What appears from the line containing "the car tire" to the end of the listing below should be copied exactly, with no other lines.

**RECORD SET**

******************************

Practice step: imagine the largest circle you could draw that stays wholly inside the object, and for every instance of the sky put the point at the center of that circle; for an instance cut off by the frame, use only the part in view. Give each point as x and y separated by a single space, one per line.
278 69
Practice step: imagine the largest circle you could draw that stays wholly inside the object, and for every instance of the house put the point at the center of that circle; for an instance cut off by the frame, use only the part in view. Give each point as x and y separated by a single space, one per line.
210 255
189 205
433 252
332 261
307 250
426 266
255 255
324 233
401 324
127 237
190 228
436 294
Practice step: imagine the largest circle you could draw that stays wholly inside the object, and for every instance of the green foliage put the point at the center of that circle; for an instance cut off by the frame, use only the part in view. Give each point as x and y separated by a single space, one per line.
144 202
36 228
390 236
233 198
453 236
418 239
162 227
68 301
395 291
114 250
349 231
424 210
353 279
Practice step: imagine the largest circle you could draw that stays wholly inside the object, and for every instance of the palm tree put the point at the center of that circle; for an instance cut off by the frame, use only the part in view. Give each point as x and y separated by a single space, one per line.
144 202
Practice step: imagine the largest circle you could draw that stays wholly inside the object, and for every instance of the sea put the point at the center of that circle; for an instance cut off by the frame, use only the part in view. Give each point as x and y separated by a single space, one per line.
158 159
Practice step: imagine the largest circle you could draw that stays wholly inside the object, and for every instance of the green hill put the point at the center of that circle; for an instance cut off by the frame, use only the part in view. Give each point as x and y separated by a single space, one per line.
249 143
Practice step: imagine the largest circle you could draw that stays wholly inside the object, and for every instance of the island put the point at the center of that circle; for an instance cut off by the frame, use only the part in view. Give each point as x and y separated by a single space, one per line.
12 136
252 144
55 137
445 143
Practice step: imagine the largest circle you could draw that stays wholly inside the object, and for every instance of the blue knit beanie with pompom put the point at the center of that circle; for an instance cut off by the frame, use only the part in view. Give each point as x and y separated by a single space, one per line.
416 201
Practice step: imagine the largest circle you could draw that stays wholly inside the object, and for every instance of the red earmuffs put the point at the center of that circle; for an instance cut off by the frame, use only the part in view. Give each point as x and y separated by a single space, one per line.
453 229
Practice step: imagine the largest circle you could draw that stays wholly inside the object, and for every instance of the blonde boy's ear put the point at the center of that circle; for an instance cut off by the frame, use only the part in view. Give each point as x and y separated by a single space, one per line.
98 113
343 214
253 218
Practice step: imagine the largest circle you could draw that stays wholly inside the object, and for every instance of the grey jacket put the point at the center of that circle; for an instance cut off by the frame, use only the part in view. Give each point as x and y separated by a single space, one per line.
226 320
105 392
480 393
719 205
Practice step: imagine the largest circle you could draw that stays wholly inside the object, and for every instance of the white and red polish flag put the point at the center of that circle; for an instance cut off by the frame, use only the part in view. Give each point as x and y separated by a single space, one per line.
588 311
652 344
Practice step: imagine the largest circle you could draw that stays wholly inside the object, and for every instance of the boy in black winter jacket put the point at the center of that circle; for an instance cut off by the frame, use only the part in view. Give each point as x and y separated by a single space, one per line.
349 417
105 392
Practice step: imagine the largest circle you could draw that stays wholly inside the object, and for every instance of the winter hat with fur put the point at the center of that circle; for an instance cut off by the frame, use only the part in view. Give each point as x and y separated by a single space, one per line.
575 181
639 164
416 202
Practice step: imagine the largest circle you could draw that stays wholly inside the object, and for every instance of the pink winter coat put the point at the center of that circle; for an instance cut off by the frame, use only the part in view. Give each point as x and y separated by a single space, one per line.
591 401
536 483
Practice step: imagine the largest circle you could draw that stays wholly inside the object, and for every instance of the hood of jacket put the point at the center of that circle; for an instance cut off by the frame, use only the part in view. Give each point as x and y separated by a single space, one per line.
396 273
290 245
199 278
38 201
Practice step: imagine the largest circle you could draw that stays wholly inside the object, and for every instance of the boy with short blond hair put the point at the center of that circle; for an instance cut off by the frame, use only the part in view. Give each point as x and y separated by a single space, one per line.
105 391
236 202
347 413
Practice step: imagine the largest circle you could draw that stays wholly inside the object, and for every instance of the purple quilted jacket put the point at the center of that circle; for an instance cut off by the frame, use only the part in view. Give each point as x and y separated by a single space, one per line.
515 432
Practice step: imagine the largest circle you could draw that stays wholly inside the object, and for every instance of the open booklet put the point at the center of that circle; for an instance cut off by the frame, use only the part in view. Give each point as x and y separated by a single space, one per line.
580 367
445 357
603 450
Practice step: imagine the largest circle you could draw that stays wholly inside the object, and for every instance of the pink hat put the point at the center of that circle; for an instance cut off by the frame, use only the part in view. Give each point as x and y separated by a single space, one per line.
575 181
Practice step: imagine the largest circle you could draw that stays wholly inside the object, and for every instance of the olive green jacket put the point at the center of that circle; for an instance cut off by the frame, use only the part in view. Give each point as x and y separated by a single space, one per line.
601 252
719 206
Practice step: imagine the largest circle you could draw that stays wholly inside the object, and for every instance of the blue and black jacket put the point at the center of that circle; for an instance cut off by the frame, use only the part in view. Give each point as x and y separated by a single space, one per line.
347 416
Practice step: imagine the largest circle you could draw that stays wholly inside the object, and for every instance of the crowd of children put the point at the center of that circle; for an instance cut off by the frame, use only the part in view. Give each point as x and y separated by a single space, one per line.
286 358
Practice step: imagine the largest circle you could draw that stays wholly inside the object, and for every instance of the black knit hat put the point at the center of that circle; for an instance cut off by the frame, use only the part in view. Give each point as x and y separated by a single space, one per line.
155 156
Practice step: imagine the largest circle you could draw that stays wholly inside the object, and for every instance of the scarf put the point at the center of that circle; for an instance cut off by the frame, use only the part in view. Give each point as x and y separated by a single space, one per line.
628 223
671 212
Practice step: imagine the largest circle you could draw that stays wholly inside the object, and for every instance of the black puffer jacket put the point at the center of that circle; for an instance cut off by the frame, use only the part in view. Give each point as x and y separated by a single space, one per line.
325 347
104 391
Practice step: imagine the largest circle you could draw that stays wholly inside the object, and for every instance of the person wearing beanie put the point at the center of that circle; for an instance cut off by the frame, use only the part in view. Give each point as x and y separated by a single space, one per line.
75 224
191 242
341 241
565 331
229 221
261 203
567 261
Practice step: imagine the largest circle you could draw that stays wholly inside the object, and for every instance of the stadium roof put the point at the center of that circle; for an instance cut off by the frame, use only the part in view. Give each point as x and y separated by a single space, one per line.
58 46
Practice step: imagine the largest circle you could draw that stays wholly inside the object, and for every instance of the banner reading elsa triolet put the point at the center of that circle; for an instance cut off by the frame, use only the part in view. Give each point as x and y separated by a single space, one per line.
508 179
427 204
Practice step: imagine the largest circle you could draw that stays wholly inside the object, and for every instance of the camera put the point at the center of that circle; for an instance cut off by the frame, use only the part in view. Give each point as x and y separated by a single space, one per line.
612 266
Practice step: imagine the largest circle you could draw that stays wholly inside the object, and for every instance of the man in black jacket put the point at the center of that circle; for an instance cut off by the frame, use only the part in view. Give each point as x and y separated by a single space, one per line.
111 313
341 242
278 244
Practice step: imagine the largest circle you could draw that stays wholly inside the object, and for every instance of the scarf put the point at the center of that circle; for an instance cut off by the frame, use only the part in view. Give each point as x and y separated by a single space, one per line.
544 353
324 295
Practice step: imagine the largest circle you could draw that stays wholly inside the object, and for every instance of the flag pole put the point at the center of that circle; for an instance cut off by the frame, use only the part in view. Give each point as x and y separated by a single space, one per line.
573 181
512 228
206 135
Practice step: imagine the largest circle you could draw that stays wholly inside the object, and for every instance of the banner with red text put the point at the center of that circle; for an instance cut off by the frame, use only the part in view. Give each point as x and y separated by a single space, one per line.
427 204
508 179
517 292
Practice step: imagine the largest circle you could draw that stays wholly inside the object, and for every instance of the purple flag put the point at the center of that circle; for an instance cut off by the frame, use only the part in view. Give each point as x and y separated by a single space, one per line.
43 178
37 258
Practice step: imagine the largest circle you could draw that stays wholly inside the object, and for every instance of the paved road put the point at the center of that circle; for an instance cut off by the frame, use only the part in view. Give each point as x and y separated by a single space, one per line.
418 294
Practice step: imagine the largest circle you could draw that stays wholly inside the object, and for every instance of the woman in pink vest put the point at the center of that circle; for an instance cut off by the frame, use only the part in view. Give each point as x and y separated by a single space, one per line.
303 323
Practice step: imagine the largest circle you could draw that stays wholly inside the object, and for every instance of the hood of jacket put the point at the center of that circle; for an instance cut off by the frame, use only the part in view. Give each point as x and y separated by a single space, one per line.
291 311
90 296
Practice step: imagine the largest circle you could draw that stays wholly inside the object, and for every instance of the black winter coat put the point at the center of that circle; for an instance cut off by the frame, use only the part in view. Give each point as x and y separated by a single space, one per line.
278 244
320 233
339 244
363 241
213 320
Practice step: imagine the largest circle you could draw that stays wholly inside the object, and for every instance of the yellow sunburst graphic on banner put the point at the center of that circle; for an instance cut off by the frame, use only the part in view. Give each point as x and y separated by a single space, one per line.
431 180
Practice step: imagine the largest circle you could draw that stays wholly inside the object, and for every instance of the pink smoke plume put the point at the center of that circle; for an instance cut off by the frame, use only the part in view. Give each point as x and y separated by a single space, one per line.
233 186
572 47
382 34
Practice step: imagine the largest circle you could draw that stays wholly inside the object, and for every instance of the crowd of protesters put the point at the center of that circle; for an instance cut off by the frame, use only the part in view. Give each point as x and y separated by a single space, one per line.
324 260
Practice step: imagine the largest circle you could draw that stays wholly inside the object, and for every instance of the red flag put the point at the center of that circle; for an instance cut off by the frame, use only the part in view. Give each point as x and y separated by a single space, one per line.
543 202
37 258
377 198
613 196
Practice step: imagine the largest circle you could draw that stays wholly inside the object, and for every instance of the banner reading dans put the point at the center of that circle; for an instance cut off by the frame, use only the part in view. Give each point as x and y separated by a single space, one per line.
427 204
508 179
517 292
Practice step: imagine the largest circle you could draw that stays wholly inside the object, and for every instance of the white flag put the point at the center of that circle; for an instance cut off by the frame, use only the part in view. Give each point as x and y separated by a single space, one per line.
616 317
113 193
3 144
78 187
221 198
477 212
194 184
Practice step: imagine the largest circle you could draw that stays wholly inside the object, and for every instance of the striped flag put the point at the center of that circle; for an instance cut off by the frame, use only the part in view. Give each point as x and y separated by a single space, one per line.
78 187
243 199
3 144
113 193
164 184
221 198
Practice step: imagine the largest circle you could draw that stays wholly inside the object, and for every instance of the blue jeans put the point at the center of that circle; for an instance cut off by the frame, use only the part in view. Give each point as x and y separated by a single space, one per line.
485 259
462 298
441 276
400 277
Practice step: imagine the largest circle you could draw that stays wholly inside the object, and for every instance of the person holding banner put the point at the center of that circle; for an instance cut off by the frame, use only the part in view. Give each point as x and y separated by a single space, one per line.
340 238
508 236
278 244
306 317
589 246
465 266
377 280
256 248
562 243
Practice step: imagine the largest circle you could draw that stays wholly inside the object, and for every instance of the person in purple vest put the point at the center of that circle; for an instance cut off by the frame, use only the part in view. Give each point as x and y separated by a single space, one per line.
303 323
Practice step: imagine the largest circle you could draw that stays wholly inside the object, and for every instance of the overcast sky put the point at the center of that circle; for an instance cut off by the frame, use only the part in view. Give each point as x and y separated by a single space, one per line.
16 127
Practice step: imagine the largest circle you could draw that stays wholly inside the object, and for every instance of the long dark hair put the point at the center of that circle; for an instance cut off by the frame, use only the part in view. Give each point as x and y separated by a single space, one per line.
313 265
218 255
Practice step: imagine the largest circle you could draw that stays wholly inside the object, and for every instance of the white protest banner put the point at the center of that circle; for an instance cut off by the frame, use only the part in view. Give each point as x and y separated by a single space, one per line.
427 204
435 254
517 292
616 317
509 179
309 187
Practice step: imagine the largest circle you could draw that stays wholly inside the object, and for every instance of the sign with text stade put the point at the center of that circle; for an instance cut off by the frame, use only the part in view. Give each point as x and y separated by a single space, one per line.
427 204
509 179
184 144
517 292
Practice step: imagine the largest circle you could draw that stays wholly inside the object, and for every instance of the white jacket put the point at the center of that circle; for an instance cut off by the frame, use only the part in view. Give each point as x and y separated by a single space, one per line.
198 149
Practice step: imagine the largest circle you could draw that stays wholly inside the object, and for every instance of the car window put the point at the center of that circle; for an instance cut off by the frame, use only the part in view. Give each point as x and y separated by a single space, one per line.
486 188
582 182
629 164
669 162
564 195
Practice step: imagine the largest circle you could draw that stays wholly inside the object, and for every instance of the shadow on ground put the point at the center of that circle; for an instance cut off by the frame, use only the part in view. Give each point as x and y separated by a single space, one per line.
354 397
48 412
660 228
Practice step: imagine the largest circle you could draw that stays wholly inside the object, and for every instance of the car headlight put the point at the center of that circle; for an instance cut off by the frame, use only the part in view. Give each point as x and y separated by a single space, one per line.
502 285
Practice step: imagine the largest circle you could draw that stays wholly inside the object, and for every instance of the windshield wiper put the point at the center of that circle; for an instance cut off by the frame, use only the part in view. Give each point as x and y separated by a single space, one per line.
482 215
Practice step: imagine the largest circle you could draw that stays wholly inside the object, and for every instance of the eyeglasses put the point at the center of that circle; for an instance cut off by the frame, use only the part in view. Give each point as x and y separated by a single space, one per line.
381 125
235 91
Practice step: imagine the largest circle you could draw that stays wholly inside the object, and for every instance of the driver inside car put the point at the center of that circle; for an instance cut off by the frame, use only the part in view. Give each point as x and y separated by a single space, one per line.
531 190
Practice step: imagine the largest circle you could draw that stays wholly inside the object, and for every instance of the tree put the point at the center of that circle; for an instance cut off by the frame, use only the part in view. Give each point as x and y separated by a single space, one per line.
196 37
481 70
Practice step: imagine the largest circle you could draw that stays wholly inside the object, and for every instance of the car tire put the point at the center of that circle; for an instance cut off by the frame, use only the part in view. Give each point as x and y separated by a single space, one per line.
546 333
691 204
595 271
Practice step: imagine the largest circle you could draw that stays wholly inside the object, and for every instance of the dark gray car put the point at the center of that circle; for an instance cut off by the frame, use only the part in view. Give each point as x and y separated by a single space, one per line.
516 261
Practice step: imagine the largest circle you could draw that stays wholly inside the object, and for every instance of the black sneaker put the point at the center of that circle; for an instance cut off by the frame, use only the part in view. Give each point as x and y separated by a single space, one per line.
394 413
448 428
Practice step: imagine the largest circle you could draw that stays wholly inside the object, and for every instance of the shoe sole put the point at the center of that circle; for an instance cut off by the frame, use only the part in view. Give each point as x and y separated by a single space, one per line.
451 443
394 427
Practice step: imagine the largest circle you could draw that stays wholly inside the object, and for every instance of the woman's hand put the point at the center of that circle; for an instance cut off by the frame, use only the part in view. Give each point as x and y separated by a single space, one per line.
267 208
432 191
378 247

******************************

**RESPONSE AREA**
Practice step: imagine the largest circle you could draw that stays wholly inside the object, and for every instance of the car tire put the point at the center of that circle; for an instance cut off by the frame, use only the part in view. Give each point as x and y separated by a single space, one per line.
546 333
691 204
595 271
Practice step: imagine the largest circle you could draw that stays wholly inside the object, and for every instance of the dark gray car put the point at the center of that circle; for an instance cut off by the frame, use only the part in view. Give each point as x and y separated by a single space, one per line.
516 261
Practice step: imagine the largest circle you could draw that stays wholly inside the object, and for every instance of the black sneaker put the point at the center of that circle; for an instance cut off by the frame, use only the part in view. Give each point as x and y separated by a single space, one per line.
394 413
448 428
Practice step: imagine the largest circle you could draw that stays wholly inside the object, and for every instance of the shoe sole put the point at the center of that circle; for an instance cut off by the frame, use only the part in view. Give each point as x and y separated by a single space, one per line.
451 443
394 427
Practice step: imagine the largest circle you could draw that stays wholly inside the object, and for every instance of the woman's hand put the point at the center of that circle; for an instance cut off by the frame, use only the part in view. Give each point as x and y separated by a single space, one per line.
267 208
432 191
378 247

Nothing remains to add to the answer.